[Problem statement] Without altering a single character, set down all of the data below.

Stored data
◆ ◆ ◆ ◆ ◆

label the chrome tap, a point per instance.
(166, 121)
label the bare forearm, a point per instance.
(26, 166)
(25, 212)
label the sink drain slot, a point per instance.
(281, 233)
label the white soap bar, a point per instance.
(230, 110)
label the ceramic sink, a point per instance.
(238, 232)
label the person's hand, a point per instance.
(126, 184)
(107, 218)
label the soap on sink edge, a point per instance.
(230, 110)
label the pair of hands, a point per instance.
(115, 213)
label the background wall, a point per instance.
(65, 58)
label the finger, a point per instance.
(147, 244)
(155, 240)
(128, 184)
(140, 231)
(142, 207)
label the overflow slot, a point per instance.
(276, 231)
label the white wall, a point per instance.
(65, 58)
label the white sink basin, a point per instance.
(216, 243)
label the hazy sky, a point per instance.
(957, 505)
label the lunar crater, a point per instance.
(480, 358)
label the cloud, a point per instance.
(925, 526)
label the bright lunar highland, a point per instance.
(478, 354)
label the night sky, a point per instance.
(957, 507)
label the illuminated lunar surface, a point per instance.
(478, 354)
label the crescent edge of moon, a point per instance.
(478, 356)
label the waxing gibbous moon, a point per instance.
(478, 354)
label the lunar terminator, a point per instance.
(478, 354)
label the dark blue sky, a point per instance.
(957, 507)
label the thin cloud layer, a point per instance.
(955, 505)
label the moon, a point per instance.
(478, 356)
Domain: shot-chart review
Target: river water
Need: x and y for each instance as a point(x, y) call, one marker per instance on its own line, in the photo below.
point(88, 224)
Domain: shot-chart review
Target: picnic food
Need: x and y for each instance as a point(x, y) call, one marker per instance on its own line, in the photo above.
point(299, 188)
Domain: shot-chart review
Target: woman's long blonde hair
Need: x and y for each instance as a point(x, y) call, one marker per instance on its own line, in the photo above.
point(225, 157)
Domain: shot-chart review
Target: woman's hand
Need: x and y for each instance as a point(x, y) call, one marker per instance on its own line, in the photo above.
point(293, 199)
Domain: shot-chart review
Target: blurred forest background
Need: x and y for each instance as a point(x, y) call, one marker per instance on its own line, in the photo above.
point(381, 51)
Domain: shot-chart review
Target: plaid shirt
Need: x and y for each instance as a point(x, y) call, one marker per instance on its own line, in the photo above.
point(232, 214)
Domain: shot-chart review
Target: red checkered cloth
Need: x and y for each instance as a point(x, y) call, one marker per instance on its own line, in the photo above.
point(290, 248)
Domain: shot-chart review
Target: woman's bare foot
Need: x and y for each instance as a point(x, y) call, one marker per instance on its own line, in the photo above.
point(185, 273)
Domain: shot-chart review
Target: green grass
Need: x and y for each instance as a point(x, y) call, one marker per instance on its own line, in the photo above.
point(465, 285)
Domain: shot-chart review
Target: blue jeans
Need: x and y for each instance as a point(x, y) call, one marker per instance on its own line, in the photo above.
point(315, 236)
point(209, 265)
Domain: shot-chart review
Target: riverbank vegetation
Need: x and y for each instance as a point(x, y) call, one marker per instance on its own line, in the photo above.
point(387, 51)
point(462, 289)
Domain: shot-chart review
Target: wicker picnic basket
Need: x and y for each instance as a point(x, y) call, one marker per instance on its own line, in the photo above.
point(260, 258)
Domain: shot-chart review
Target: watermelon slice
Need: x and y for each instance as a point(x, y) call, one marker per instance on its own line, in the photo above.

◆ ◆ ◆ ◆ ◆

[Answer for the task]
label the chrome tap, a point per instance.
(166, 121)
label the bare forearm, a point per instance.
(26, 166)
(25, 212)
label the sink drain slot, a point per instance.
(281, 233)
label the white soap bar, a point per instance.
(230, 110)
label the ceramic sink, a point per instance.
(238, 232)
label the person's hand, a point per instance.
(126, 184)
(107, 218)
label the soap on sink edge, a point per instance.
(230, 110)
label the pair of hands, a point per instance.
(115, 213)
label the background wall, a point per instance.
(65, 58)
label the finger, a point per instance.
(147, 244)
(155, 240)
(128, 184)
(140, 231)
(142, 207)
label the overflow slot, a point per instance.
(276, 231)
label the white wall, a point per instance.
(65, 58)
label the white sink basin, a point per instance.
(216, 243)
label the hazy sky, a point per instance.
(957, 505)
label the lunar crater, a point per instance.
(480, 358)
label the cloud, a point per instance.
(925, 526)
label the bright lunar highland, a point per instance.
(478, 354)
label the night sky, a point per instance.
(957, 507)
label the illuminated lunar surface, a point per instance.
(478, 354)
label the crescent edge of moon, a point per instance.
(478, 356)
label the waxing gibbous moon, a point per instance.
(478, 354)
label the lunar terminator, a point per instance.
(478, 354)
label the dark blue sky, a point per instance.
(957, 507)
label the thin cloud layer, a point per instance.
(955, 505)
label the moon, a point per instance.
(478, 356)
Domain: shot-chart review
Target: river water
Need: x and y for each instance as a point(x, y) call, one marker per instance on its own line, in the photo below.
point(88, 224)
Domain: shot-chart review
Target: picnic food
Need: x and y for each instance as a point(x, y) call, one marker per instance on its own line, in the photo above.
point(299, 188)
Domain: shot-chart review
Target: woman's long blonde hair
Need: x and y for each instance as a point(x, y) call, one marker per instance on its own line, in the photo above.
point(225, 157)
Domain: shot-chart review
Target: woman's hand
Need: x and y for each instance as a point(x, y) call, one marker per instance on its own line, in the photo above.
point(293, 199)
Domain: shot-chart review
Target: blurred forest background
Need: x and y for each instance as a point(x, y) call, one marker per instance on its own line, in the photo above.
point(381, 51)
Domain: shot-chart review
Target: plaid shirt
Need: x and y for each instance as a point(x, y) call, one marker per instance on its own line, in the photo above.
point(232, 214)
Domain: shot-chart review
Target: red checkered cloth
Need: x and y for each instance as a point(x, y) call, one marker per instance on its own line, in the photo above.
point(290, 248)
Domain: shot-chart review
Target: woman's bare foot
Need: x and y for each instance as a point(x, y) call, one marker per instance on its own line, in the photo above.
point(185, 273)
Domain: shot-chart review
Target: green grass
Need: x and y for each instance as a point(x, y) call, one marker per instance on its own line, in the photo above.
point(465, 285)
Domain: shot-chart review
Target: blue jeans
Need: x and y for each instance as a point(x, y) call, one marker per instance on its own line, in the photo above.
point(315, 236)
point(209, 265)
Domain: shot-chart review
Target: riverbank vegetation
Need: x and y for each instance as a point(x, y) call, one marker per instance on its own line, in the photo above.
point(387, 51)
point(462, 289)
Domain: shot-chart review
Target: wicker picnic basket
Need: x and y for each instance as a point(x, y) call, one marker per instance on its own line, in the photo above.
point(260, 258)
Domain: shot-chart review
Target: watermelon slice
Need: x and y for each instance as a point(x, y) call, one marker per instance on its own line, in the photo above.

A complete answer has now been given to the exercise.